#### WRITTEN INSTRUCTION
Recast the records below as a numbered list, from the start through the line holding "(173, 81), (215, 115)", inclusive, and leave out any blank lines.

(Rows of bounding box annotation data)
- - - - - - -

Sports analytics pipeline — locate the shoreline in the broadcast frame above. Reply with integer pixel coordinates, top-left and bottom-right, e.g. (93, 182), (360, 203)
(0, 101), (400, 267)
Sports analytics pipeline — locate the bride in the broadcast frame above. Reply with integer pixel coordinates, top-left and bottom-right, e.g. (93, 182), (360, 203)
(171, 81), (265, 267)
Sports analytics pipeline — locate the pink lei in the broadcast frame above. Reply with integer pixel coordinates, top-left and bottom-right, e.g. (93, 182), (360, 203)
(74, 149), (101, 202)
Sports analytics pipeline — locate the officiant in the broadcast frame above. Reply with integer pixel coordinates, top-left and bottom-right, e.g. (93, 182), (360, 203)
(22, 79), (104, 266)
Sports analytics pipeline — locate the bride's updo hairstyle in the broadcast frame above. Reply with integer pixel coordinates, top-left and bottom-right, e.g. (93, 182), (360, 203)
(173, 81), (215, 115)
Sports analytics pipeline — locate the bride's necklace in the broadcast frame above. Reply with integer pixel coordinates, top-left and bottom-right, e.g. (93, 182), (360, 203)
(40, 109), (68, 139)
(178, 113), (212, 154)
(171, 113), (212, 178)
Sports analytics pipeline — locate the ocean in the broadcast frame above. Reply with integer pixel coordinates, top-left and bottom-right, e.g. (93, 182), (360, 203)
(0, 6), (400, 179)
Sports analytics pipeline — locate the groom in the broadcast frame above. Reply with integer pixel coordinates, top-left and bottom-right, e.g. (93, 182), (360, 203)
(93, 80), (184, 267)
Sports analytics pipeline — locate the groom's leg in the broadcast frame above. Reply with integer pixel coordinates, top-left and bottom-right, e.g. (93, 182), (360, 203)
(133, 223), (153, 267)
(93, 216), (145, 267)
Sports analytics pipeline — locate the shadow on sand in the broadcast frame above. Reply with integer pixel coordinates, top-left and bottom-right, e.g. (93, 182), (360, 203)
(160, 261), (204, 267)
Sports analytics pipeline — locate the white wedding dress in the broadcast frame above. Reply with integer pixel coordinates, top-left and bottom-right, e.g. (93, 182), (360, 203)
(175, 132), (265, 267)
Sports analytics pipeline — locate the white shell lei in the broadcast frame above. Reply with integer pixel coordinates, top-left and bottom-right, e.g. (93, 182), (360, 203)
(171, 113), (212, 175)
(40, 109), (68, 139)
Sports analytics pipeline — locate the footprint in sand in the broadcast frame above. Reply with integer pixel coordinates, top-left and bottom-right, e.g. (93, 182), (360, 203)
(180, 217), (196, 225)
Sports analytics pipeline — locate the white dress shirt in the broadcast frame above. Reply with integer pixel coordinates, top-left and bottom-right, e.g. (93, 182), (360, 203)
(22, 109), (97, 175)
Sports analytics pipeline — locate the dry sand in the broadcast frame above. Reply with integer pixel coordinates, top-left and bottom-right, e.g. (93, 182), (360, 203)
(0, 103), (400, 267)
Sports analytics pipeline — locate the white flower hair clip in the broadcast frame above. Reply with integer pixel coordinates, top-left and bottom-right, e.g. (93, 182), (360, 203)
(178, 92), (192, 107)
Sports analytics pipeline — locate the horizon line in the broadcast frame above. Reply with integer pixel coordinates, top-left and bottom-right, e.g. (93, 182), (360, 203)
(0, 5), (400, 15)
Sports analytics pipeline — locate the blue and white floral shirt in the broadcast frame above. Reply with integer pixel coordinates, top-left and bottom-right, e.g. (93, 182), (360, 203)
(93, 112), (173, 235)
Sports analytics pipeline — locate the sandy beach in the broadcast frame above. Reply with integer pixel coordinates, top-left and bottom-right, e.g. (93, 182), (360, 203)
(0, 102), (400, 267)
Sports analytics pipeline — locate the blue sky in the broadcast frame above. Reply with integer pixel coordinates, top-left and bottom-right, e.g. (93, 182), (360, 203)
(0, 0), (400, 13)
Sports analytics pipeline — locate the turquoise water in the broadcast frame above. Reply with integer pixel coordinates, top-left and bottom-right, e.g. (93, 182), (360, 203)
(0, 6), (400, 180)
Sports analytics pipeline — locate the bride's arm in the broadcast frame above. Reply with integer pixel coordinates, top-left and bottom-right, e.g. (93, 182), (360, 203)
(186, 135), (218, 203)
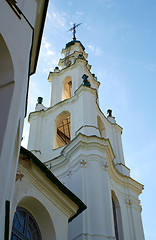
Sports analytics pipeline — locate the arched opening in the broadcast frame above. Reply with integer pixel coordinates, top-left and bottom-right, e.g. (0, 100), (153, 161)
(11, 196), (56, 240)
(11, 207), (42, 240)
(62, 76), (72, 100)
(0, 34), (15, 157)
(112, 191), (123, 240)
(54, 112), (71, 149)
(97, 116), (106, 138)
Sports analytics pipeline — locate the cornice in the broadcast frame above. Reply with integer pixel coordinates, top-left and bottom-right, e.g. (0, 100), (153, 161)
(45, 133), (143, 195)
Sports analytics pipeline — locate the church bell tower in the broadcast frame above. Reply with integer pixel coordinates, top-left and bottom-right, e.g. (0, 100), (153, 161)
(28, 36), (144, 240)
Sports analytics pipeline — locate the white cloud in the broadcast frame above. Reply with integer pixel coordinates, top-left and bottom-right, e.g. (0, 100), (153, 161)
(88, 45), (103, 56)
(47, 8), (67, 30)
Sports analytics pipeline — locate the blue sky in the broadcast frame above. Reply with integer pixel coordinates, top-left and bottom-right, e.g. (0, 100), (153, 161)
(22, 0), (156, 240)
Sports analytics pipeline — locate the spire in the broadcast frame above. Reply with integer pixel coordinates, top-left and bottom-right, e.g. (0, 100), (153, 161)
(68, 23), (82, 41)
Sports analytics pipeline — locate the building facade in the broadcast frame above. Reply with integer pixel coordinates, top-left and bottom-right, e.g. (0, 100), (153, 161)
(28, 39), (144, 240)
(0, 0), (48, 239)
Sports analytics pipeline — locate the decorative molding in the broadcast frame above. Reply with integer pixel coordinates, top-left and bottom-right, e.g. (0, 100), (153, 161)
(80, 159), (87, 167)
(101, 161), (109, 171)
(16, 171), (24, 182)
(67, 170), (72, 178)
(125, 199), (133, 207)
(140, 205), (142, 212)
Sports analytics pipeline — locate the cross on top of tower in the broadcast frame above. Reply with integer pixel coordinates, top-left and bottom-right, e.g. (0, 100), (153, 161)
(68, 23), (82, 41)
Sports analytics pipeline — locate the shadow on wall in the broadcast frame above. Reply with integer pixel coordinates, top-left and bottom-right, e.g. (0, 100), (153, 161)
(0, 34), (15, 155)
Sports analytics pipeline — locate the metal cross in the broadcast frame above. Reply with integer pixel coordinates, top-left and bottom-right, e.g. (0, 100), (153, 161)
(68, 23), (81, 41)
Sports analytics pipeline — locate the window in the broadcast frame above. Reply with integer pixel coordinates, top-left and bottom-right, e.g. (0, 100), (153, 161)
(112, 199), (119, 240)
(97, 116), (106, 138)
(62, 76), (72, 100)
(54, 112), (71, 149)
(11, 207), (41, 240)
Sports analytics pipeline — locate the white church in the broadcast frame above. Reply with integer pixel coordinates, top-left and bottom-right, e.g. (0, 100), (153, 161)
(0, 0), (144, 240)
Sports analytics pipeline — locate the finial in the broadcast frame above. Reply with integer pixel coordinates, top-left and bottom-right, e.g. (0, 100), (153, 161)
(82, 74), (91, 87)
(68, 23), (82, 41)
(107, 109), (112, 117)
(37, 97), (43, 104)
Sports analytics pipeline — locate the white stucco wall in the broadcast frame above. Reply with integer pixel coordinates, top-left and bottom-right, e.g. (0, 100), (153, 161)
(0, 0), (37, 239)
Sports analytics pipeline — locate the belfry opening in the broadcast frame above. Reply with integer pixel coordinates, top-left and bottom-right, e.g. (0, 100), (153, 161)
(54, 112), (71, 149)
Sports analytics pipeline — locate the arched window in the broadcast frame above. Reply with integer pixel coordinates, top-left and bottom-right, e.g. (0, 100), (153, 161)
(11, 207), (42, 240)
(112, 199), (119, 240)
(62, 76), (72, 100)
(112, 191), (123, 240)
(54, 112), (71, 149)
(97, 116), (106, 138)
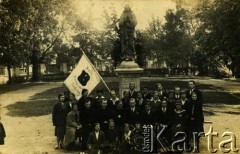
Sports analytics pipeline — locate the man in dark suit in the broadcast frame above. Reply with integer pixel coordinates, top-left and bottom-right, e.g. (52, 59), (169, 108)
(136, 91), (146, 111)
(95, 98), (113, 131)
(156, 83), (168, 101)
(174, 86), (181, 100)
(155, 100), (173, 143)
(76, 99), (95, 150)
(186, 80), (203, 103)
(87, 123), (105, 152)
(142, 86), (152, 100)
(77, 89), (88, 112)
(107, 90), (119, 109)
(113, 101), (126, 130)
(141, 103), (155, 125)
(52, 93), (69, 149)
(129, 83), (137, 98)
(120, 123), (134, 154)
(150, 91), (161, 112)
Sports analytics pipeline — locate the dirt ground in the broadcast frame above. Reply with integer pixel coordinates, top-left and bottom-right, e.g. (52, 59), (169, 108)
(0, 80), (240, 154)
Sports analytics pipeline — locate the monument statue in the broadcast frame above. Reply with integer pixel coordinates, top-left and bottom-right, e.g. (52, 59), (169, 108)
(119, 4), (137, 61)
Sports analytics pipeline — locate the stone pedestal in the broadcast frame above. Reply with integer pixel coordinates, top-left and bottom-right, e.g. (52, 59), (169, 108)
(115, 61), (143, 97)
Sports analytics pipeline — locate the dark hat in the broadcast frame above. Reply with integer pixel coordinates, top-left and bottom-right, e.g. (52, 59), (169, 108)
(82, 89), (88, 95)
(181, 89), (186, 94)
(175, 100), (182, 105)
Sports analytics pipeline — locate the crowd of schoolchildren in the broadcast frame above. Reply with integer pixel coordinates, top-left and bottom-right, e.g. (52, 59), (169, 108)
(52, 81), (204, 154)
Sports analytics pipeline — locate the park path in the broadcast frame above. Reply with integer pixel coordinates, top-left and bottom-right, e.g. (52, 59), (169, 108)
(0, 82), (62, 154)
(0, 80), (240, 154)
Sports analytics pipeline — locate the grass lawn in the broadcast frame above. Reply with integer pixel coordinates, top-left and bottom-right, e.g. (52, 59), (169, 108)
(3, 79), (240, 117)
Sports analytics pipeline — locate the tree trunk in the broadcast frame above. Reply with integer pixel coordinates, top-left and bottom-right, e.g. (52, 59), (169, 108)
(26, 63), (30, 81)
(231, 66), (235, 78)
(7, 65), (12, 84)
(32, 61), (39, 81)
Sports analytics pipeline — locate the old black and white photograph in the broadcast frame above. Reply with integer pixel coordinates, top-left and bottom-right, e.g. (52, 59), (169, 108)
(0, 0), (240, 154)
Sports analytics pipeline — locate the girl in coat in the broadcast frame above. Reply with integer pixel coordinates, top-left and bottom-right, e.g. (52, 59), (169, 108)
(64, 103), (82, 150)
(0, 117), (6, 145)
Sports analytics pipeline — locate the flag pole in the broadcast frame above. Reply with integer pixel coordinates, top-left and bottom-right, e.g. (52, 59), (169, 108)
(82, 51), (111, 92)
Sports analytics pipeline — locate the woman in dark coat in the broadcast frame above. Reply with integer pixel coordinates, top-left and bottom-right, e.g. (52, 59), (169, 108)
(52, 93), (68, 149)
(64, 103), (82, 150)
(187, 92), (204, 151)
(0, 119), (6, 145)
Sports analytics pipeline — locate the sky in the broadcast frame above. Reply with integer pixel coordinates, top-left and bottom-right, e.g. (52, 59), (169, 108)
(73, 0), (182, 29)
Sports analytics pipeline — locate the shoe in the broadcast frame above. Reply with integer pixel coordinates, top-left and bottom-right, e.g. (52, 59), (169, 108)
(60, 144), (64, 149)
(55, 145), (60, 150)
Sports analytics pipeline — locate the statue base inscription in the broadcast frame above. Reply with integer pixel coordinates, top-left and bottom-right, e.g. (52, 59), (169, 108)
(115, 61), (143, 97)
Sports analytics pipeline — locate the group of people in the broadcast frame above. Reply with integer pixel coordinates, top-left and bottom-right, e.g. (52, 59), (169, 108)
(52, 81), (204, 153)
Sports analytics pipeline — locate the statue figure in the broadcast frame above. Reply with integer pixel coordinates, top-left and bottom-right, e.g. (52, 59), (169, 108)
(119, 4), (137, 61)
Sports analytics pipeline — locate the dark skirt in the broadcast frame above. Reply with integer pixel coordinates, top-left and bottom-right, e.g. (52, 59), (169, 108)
(55, 126), (66, 138)
(0, 139), (4, 145)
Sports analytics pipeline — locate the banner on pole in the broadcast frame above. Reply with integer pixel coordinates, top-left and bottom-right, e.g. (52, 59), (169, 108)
(64, 54), (101, 100)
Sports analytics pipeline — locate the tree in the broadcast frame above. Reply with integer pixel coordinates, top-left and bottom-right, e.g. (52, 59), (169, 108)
(0, 1), (24, 83)
(161, 8), (192, 68)
(1, 0), (81, 81)
(195, 0), (240, 77)
(144, 17), (165, 65)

- - - - - - -

#### COMPLETED TASK
1. Sports analytics pipeline — locate the shoreline in the broadcast frame above. Reply with integer pixel coordinates, top-left and bottom-right, e.g. (93, 182), (360, 203)
2. (0, 101), (400, 267)
3. Sports analytics pipeline — locate the bride in the broadcast frame above. Reply with integer pixel coordinates, top-left and bottom-right, e.g. (93, 182), (360, 203)
4. (171, 81), (265, 267)
5. Sports analytics pipeline — locate the pink lei in the broadcast frame above. Reply with integer pixel coordinates, top-left and bottom-right, e.g. (93, 182), (360, 203)
6. (74, 149), (101, 202)
7. Sports analytics pipeline — locate the officiant in the broadcast frame above. Reply with integer pixel coordinates, top-left and bottom-right, e.g. (93, 182), (360, 203)
8. (22, 79), (104, 266)
9. Sports analytics pipeline — locate the bride's updo hairstyle in the broadcast frame above. Reply with integer pixel coordinates, top-left and bottom-right, e.g. (93, 182), (360, 203)
10. (173, 81), (215, 115)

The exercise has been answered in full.